• TASK TO COMPLETE:
Copy out, word for word, the records from the line containing "For the evaluation set, tag every instance of the cluster" to the line containing "625], [347, 145]]", including both of those lines.
---------- SUPPLIED MATERIAL
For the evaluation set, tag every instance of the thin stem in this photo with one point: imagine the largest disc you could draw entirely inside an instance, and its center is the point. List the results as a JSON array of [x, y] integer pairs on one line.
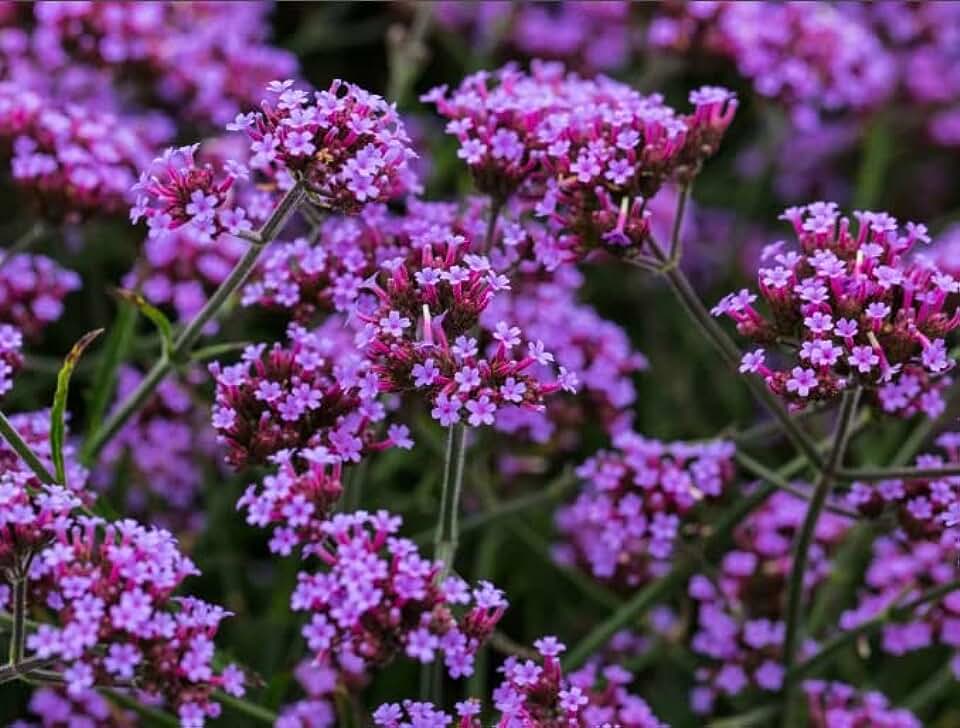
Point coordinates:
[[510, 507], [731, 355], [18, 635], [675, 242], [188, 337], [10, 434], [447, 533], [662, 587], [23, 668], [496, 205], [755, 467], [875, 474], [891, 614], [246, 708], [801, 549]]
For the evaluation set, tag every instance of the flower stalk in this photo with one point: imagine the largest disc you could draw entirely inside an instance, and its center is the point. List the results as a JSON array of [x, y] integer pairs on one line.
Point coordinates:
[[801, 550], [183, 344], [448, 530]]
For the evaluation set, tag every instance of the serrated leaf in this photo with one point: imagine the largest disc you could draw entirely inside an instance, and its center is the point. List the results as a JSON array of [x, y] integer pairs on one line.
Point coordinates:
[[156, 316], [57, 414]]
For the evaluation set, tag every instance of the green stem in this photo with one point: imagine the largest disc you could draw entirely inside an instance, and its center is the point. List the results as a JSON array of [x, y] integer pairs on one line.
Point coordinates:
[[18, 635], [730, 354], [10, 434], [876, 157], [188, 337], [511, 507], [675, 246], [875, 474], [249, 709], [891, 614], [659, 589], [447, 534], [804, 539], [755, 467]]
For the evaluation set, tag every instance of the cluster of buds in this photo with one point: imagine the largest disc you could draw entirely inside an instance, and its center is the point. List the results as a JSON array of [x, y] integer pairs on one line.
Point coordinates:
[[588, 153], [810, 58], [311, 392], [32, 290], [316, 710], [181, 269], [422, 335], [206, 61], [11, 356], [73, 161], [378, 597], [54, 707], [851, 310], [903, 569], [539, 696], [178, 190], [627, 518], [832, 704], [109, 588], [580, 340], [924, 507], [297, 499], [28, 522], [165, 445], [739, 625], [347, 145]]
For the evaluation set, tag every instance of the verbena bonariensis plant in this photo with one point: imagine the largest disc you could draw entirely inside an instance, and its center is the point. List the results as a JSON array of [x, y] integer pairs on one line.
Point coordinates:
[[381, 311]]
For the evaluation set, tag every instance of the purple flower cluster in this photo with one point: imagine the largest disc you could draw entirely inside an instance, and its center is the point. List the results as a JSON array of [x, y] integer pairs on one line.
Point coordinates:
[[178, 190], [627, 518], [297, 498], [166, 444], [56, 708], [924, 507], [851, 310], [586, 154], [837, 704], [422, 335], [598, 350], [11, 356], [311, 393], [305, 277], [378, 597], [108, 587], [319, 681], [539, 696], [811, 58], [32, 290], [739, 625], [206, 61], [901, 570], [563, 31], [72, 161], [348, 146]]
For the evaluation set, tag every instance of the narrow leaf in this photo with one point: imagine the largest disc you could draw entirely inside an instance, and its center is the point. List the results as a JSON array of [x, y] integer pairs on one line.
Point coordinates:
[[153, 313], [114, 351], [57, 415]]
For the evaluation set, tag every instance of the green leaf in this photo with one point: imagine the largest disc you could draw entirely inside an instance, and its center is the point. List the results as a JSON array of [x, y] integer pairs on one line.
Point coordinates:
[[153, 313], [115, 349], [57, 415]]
--------------------
• SOLUTION TO THE EXERCISE:
For the evaluation set, tag every instance of the cluster of buds in this photo with one point: imagine the largest disc you could draw entirely inside an instance, and its center is the point. List the results as a JSON array of [x, y] integer pairs on one line.
Point coordinates:
[[588, 153], [810, 58], [311, 392], [32, 290], [316, 710], [181, 269], [422, 335], [206, 61], [11, 356], [73, 161], [378, 597], [54, 707], [851, 310], [903, 569], [539, 696], [178, 190], [627, 518], [832, 704], [109, 588], [580, 340], [924, 507], [297, 499], [28, 522], [165, 445], [739, 625], [347, 145]]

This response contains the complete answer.